## CHALLENGE
Recast every line of the records below as a JSON array of strings, with one string per line and blank lines omitted.

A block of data
════════
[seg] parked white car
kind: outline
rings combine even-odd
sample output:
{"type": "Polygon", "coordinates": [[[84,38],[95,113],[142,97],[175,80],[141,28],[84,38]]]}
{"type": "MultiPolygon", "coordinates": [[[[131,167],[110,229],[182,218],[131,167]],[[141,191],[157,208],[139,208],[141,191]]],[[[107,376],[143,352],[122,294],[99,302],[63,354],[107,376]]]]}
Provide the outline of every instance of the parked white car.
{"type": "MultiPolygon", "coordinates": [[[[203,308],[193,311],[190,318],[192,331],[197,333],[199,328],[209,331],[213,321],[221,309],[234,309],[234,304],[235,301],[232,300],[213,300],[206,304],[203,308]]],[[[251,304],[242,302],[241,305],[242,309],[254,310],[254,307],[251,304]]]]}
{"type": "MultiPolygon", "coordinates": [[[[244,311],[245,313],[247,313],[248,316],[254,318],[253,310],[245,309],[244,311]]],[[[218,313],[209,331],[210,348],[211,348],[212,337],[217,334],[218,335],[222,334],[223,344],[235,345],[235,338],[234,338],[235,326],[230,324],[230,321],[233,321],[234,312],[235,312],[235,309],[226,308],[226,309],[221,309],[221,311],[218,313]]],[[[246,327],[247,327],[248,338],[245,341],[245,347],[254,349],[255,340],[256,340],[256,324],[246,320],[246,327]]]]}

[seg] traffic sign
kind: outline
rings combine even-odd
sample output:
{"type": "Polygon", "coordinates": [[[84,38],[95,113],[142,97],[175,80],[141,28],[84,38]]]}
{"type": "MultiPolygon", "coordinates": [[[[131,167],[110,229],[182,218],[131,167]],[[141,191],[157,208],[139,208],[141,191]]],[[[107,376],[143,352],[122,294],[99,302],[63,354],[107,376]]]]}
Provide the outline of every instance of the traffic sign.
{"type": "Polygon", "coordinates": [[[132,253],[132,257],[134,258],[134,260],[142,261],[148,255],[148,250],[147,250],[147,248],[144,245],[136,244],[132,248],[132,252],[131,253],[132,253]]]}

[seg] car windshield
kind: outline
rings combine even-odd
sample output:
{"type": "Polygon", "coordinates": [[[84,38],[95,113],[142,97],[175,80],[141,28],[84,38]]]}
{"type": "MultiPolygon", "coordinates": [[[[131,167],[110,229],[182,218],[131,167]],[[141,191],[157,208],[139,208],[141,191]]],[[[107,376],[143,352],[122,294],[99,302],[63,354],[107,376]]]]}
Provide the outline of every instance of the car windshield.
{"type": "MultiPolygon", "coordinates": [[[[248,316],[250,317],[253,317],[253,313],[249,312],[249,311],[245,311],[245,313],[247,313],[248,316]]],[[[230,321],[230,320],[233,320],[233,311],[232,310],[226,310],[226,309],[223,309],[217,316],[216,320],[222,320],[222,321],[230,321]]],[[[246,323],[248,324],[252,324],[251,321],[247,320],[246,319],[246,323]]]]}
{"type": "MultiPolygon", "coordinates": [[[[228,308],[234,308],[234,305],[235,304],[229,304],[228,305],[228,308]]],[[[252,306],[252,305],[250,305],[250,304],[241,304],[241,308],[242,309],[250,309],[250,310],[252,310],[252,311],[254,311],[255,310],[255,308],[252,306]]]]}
════════
## FULL OUTPUT
[
  "[seg] parked white car",
  "kind: outline",
  "rings combine even-odd",
  "sample output:",
  "{\"type\": \"Polygon\", \"coordinates\": [[[84,38],[95,113],[142,97],[175,80],[141,28],[84,38]]]}",
  "{\"type\": \"MultiPolygon\", \"coordinates\": [[[[131,167],[110,229],[182,218],[131,167]],[[141,191],[157,208],[139,208],[141,191]]],[[[107,376],[143,352],[122,294],[99,302],[63,354],[107,376]]]]}",
  "Provide the outline of every instance of the parked white car.",
  "{\"type\": \"MultiPolygon\", \"coordinates\": [[[[203,308],[193,311],[190,318],[192,331],[197,333],[199,328],[209,331],[213,321],[221,309],[234,309],[234,304],[235,301],[232,300],[213,300],[206,304],[203,308]]],[[[251,304],[242,302],[241,305],[242,309],[254,310],[254,307],[251,304]]]]}",
  "{\"type\": \"MultiPolygon\", \"coordinates\": [[[[244,311],[245,313],[247,313],[248,316],[254,318],[253,310],[245,309],[244,311]]],[[[218,313],[209,331],[210,348],[211,348],[212,337],[217,334],[218,335],[222,334],[223,344],[235,345],[235,338],[234,338],[235,326],[230,324],[230,321],[233,321],[234,312],[235,312],[235,309],[226,308],[226,309],[221,309],[221,311],[218,313]]],[[[246,327],[247,327],[248,338],[245,341],[245,347],[254,349],[255,340],[256,340],[256,324],[246,320],[246,327]]]]}",
  "[seg] traffic sign",
  "kind: outline",
  "rings combine even-odd",
  "sample output:",
  "{\"type\": \"Polygon\", \"coordinates\": [[[84,38],[95,113],[142,97],[175,80],[141,28],[84,38]]]}",
  "{\"type\": \"MultiPolygon\", \"coordinates\": [[[[131,167],[110,229],[182,218],[131,167]],[[141,191],[157,208],[139,208],[141,191]]],[[[107,376],[143,352],[122,294],[99,302],[63,354],[107,376]]]]}",
  "Provide the outline of every instance of the traffic sign.",
  "{\"type\": \"Polygon\", \"coordinates\": [[[132,253],[132,257],[134,258],[134,260],[142,261],[148,255],[148,250],[147,250],[147,248],[144,245],[136,244],[132,248],[132,252],[131,253],[132,253]]]}",
  "[seg] car windshield",
  "kind: outline",
  "rings combine even-odd",
  "sample output:",
  "{\"type\": \"Polygon\", \"coordinates\": [[[84,38],[95,113],[142,97],[175,80],[141,28],[84,38]]]}",
  "{\"type\": \"MultiPolygon\", \"coordinates\": [[[[131,167],[110,229],[182,218],[131,167]],[[141,191],[157,208],[139,208],[141,191]]],[[[107,376],[143,352],[122,294],[99,302],[63,354],[107,376]]]]}",
  "Provide the outline of every instance of the car windshield.",
  "{\"type\": \"MultiPolygon\", \"coordinates\": [[[[248,316],[250,317],[253,317],[253,313],[249,312],[249,311],[245,311],[245,313],[247,313],[248,316]]],[[[230,321],[230,320],[233,320],[233,311],[232,310],[226,310],[226,309],[223,309],[217,316],[216,320],[222,320],[222,321],[230,321]]],[[[246,323],[248,324],[252,324],[251,321],[247,320],[246,319],[246,323]]]]}",
  "{\"type\": \"MultiPolygon\", \"coordinates\": [[[[228,308],[234,308],[234,305],[235,304],[229,304],[228,305],[228,308]]],[[[252,306],[252,305],[250,305],[250,304],[241,304],[241,308],[242,309],[250,309],[250,310],[252,310],[252,311],[254,311],[255,310],[255,308],[252,306]]]]}"
]